■ **Instruction**
Output the part of the debt resolution passage from "The focus of" up to and including "and in full.", copied word for word.

— start Passage —

Most people don't have a lump sum of money on hand to offer creditors, and most creditors won't entertain settling debt as long as you're making payments. So you'll probably choose to stop paying one or more of your creditors. (Missing payments can negatively affect your credit.) Instead, you'll put that money into an account that your debt resolution company sets up. It's your money, and you control it. This account is a place where you can build up funds for making settlement offers. When there's enough saved up to make a reasonable offer, expert negotiators will start working with your creditors to resolve your debt. Once they reach an agreement and you approve it, the account will be settled. The debt resolution company's fee is paid from the same account.
Here's where it can get sticky. Missing payments can result in debt collectors contacting you aggressively. Those efforts could include lawsuits. The debt resolution company can't stop your creditors from pursuing you for payment.
But the situation isn't completely black and white. Here's what happens.
What should you do if a debt collector sues you?
If you're sued, you'll get a summons and a complaint. The complaint tells you what they're suing over, and the summons tells you how to respond to the complaint and how much time you have to respond. If you're not in a debt resolution program, you're responsible for answering the summons in time to preserve your rights. You might want to consult an attorney.
If you're enrolled in a debt resolution program, you might already have help standing by—as some debt resolution companies may provide some legal assistance as a part of the program.
For example, here at Achieve, while we aren't lawyers or licensed to practice law, we do want to ensure that the debt can still be negotiated if any enrolled accounts go into litigation. We've partnered with a network of attorneys, the Legal Partner Network, who specialize in negotiating debts. If any enrolled creditor files a lawsuit against a member, we may engage a Legal Partner Network attorney who'll try to negotiate a settlement with the creditor.
The focus of the attorney is to try to get the creditor to settle the lawsuit and resolve the debt. However, the attorney won't represent the member in court or file paperwork.
The cost of the Legal Partner Network service is included in the Achieve Resolution program (without any subscription or service fees) and is available to members who make all their deposits on time and in full.

— end Passage —
— start Given entries —

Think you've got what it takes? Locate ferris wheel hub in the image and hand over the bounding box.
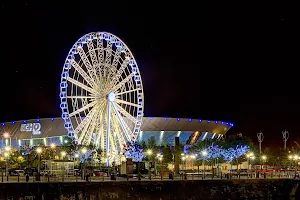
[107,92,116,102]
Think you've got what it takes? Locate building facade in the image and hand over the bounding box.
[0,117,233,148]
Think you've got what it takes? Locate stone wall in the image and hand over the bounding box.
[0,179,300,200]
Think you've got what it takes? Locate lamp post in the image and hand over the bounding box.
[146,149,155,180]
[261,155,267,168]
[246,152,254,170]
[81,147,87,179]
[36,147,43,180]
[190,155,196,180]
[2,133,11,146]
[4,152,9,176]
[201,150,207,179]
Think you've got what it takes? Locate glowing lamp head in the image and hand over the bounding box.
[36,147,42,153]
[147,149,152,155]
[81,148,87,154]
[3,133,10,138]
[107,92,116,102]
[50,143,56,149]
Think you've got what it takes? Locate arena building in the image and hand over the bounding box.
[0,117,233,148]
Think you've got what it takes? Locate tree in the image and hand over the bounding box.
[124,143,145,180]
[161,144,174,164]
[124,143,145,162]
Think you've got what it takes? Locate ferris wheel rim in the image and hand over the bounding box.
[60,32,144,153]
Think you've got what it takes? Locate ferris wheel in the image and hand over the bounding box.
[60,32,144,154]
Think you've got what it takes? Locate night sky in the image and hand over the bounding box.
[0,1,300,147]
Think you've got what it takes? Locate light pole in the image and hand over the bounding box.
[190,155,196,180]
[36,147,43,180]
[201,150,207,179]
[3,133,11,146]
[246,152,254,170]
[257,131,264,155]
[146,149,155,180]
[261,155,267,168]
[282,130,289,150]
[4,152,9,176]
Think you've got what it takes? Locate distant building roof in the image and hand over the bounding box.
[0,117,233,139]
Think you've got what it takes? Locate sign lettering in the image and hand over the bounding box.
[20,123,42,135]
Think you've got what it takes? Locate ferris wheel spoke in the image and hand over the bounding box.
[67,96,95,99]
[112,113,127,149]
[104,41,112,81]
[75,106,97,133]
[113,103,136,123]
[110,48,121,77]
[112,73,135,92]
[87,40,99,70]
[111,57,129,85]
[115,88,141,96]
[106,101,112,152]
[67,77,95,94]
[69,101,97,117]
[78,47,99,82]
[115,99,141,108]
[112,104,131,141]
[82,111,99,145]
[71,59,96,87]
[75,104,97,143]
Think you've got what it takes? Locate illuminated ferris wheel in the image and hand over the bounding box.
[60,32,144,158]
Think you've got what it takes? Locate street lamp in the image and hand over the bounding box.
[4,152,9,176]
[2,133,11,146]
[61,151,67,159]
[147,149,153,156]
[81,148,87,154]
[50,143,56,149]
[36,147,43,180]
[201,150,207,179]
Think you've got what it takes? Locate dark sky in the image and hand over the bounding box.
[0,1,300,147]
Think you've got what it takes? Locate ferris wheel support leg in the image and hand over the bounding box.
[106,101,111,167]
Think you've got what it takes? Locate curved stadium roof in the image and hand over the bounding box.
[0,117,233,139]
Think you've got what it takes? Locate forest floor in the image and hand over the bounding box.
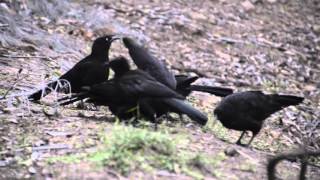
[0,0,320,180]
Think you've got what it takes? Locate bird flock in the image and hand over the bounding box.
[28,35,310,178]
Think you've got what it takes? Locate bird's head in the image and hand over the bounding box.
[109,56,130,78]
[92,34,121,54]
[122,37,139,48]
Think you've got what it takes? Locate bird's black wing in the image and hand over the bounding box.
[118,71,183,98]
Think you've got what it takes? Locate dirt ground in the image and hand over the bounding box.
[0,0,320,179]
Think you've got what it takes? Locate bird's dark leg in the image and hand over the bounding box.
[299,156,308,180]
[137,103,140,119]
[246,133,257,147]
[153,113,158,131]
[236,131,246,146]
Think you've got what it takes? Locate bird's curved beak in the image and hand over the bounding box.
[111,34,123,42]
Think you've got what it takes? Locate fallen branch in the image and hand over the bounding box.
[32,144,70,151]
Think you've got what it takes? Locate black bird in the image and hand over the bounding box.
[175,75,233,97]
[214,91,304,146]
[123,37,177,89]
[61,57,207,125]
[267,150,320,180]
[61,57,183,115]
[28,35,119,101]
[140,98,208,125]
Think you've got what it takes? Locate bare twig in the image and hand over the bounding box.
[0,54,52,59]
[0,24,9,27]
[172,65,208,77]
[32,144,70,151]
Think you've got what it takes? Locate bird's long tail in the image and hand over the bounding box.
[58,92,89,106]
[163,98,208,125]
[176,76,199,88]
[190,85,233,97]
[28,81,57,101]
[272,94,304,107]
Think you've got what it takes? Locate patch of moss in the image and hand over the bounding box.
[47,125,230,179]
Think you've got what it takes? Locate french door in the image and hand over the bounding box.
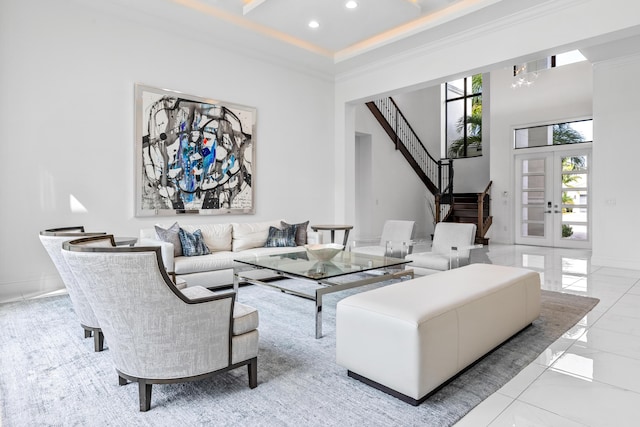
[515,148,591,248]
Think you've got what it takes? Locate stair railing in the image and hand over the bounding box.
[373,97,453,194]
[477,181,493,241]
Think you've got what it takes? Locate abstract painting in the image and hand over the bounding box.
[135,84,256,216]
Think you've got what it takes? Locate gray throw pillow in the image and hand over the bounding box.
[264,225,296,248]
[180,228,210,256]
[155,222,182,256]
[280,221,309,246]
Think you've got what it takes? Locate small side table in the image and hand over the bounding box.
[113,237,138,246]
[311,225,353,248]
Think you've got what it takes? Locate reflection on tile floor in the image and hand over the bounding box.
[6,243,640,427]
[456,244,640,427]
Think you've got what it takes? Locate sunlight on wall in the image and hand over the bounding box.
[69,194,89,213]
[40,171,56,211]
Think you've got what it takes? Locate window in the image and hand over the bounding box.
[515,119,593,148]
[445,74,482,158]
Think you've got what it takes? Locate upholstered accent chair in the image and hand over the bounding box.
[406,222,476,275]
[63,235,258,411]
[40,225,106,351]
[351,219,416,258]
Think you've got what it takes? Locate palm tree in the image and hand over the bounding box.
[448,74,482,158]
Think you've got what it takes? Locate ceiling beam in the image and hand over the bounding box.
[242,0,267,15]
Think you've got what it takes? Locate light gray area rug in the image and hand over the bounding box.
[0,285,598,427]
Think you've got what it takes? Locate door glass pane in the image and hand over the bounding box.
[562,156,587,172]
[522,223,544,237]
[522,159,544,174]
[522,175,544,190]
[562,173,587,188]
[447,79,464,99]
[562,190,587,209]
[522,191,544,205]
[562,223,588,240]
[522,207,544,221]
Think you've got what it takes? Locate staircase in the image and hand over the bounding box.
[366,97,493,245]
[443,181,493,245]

— end Given entries —
— start Given entries —

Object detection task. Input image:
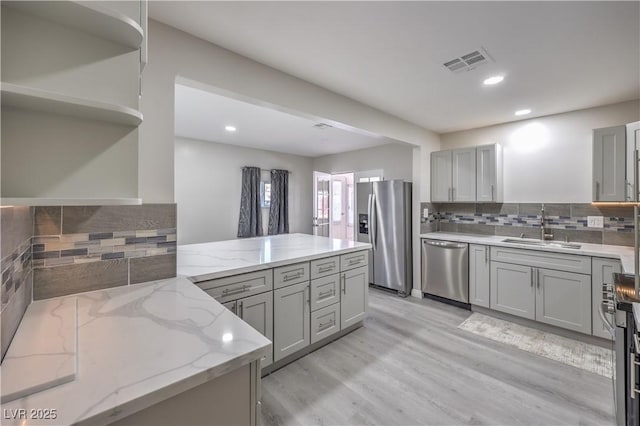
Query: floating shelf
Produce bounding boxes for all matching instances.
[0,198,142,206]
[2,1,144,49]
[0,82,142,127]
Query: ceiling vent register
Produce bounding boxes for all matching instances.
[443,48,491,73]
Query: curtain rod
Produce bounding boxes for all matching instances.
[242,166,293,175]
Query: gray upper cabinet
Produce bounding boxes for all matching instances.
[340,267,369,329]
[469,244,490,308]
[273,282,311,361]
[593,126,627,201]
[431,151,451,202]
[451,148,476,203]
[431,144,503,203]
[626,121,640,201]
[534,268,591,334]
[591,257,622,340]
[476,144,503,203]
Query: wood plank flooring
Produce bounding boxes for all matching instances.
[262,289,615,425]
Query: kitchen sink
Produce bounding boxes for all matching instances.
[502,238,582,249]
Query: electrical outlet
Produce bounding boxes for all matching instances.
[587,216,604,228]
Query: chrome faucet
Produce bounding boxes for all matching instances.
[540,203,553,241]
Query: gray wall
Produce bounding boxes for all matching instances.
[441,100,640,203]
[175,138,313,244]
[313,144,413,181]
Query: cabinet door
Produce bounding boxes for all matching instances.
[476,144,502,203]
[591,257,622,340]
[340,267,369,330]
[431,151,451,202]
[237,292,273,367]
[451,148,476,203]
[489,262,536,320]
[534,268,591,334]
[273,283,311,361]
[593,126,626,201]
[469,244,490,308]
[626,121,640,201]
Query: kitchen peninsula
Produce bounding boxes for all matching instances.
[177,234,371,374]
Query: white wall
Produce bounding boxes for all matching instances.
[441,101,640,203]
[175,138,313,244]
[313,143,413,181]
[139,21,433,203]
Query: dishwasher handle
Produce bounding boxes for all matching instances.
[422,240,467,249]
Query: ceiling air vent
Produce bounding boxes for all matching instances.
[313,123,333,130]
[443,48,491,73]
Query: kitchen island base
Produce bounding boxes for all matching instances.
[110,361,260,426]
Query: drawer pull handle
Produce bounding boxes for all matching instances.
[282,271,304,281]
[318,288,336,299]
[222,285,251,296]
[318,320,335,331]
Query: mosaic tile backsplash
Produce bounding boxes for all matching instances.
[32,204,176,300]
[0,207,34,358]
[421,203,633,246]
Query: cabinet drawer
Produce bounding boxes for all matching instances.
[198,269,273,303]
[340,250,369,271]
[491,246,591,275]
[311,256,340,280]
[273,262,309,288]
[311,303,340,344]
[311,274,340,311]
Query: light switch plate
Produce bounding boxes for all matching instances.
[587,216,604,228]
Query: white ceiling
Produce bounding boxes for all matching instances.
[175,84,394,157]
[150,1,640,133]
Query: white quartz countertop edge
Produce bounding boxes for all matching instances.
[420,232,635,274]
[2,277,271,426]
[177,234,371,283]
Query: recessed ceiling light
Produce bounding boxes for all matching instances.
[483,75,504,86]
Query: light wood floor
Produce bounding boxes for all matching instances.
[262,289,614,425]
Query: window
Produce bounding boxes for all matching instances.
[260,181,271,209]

— end Given entries —
— start Given entries —

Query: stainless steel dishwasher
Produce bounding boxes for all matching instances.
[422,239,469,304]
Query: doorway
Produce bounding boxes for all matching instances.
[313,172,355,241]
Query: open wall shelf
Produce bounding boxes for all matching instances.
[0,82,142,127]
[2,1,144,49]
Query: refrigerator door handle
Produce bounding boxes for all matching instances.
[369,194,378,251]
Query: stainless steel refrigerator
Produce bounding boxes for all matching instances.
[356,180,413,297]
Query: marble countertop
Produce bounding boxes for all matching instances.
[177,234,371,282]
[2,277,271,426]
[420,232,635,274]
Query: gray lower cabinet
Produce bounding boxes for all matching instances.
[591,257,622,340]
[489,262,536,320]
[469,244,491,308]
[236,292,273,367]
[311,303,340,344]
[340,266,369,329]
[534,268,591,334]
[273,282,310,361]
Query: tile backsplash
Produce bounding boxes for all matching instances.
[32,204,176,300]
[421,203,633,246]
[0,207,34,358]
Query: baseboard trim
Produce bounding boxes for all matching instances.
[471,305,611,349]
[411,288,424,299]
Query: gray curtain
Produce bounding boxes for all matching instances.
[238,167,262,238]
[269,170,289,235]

— end Given entries —

■ **Written response**
The focus of the attorney is to try to get the creditor to settle the lawsuit and resolve the debt. However, the attorney won't represent the member in court or file paperwork.
The cost of the Legal Partner Network service is included in the Achieve Resolution program (without any subscription or service fees) and is available to members who make all their deposits on time and in full.